BRIEF → Scan the entries below for the word "cluster" and copy every line where it turns up.

━━━

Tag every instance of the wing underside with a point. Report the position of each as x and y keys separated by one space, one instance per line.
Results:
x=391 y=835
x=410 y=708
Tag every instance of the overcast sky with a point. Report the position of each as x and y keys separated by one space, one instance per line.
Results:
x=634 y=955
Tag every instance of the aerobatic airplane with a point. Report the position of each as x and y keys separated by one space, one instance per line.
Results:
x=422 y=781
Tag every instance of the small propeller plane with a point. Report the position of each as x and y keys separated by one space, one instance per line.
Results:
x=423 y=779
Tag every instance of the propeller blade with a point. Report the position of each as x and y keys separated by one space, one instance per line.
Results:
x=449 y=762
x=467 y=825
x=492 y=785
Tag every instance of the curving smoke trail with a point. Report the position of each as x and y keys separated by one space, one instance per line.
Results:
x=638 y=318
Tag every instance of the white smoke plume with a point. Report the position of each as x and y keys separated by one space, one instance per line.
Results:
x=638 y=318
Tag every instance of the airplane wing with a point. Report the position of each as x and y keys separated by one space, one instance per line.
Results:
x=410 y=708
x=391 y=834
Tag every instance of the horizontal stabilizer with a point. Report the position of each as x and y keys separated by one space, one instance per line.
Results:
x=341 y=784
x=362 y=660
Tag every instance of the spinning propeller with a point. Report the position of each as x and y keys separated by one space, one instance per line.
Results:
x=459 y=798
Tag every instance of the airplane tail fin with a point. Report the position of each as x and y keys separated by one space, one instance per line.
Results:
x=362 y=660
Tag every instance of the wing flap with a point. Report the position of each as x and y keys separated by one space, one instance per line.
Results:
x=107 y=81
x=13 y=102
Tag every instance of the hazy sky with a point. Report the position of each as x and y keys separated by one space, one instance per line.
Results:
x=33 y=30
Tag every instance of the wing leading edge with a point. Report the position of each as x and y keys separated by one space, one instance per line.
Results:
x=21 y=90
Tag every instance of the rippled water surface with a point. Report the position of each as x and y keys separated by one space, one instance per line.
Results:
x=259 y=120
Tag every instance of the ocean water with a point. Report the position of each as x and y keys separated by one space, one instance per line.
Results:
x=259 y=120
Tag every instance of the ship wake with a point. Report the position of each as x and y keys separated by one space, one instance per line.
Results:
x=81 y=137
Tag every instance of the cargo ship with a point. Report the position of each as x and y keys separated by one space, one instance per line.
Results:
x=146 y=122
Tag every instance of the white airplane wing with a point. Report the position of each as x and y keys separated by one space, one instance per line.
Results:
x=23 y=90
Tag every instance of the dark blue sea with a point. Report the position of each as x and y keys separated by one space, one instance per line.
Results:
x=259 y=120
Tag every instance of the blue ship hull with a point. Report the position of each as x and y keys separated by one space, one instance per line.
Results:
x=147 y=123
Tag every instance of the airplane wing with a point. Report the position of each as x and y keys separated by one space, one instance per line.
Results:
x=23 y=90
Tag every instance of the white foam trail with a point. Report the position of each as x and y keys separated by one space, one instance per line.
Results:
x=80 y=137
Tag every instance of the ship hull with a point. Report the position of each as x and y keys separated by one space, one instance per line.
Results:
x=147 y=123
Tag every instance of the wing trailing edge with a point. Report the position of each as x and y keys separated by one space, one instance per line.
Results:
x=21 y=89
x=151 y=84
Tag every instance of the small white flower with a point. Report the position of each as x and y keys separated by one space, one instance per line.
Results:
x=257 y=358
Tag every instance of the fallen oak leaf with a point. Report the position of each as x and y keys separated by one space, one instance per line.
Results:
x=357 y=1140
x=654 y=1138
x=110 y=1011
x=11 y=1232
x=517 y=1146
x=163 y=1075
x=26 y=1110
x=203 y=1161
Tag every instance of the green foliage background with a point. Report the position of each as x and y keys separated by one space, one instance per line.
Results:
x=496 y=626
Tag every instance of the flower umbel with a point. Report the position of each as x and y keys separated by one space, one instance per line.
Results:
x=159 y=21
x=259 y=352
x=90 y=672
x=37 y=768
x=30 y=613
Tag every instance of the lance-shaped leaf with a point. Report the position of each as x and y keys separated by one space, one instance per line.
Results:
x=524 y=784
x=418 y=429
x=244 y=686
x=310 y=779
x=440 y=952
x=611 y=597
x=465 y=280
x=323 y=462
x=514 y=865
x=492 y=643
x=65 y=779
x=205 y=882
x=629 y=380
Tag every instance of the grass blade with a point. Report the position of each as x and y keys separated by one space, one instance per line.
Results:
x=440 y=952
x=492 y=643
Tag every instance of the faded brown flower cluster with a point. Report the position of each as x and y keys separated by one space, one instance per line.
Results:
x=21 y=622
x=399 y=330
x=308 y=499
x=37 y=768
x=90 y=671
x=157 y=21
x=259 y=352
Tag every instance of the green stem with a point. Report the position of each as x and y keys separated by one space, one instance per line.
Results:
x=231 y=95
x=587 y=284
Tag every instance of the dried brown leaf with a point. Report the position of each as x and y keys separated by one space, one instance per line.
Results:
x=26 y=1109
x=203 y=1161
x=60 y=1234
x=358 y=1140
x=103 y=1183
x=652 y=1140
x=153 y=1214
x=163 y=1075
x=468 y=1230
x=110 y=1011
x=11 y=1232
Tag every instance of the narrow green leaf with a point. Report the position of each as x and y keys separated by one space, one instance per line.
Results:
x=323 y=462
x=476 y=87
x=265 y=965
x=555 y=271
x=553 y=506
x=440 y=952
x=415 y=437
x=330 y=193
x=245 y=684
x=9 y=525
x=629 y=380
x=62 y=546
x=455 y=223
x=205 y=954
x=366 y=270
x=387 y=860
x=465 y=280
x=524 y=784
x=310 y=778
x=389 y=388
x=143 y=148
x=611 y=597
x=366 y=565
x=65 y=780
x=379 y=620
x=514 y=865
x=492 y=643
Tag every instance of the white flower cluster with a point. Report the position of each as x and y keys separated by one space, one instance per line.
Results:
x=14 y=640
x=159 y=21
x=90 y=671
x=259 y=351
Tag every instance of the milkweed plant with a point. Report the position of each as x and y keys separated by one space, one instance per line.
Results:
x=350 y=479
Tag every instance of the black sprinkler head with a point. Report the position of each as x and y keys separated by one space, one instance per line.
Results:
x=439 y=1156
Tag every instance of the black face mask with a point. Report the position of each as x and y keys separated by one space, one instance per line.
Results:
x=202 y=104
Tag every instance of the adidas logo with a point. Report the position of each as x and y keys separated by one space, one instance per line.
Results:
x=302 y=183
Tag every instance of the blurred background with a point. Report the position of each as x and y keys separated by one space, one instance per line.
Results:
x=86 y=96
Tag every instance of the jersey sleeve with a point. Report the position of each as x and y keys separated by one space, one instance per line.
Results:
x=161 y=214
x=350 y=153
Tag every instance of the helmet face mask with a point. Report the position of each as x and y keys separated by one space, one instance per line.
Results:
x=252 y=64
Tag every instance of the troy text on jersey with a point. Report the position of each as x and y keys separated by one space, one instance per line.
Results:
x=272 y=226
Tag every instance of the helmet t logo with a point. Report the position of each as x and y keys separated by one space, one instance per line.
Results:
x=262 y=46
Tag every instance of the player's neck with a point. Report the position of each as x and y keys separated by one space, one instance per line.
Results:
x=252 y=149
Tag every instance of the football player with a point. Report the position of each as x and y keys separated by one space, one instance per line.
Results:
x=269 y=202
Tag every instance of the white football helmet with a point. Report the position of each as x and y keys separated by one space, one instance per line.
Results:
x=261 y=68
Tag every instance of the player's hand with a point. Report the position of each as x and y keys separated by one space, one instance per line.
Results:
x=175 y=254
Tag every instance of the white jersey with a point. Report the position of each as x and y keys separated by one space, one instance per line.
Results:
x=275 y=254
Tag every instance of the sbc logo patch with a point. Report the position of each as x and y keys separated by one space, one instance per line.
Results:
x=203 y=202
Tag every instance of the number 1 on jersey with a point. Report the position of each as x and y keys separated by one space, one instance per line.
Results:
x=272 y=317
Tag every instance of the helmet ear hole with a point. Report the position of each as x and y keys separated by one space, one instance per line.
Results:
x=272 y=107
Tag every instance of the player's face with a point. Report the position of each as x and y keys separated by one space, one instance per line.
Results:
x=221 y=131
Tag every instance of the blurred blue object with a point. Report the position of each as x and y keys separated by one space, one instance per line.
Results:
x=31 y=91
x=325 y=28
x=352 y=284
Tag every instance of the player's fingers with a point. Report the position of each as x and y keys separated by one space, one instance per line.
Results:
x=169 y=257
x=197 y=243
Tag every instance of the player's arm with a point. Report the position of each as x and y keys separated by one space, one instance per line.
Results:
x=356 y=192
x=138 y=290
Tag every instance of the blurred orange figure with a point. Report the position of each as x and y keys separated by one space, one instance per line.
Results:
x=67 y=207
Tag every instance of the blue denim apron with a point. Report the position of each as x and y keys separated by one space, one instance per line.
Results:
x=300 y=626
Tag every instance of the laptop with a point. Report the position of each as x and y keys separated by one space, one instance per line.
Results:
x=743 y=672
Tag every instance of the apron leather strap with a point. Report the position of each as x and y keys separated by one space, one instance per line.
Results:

━━━

ANSWER BELOW →
Tag every instance of the faded brown flower cluster with a point. Report the position of each as x and y keys separated by one space, one instance per line.
Tag every instance of the white flower cluster with a point. Report the position of each as x and y keys separated by one space, one instance per line.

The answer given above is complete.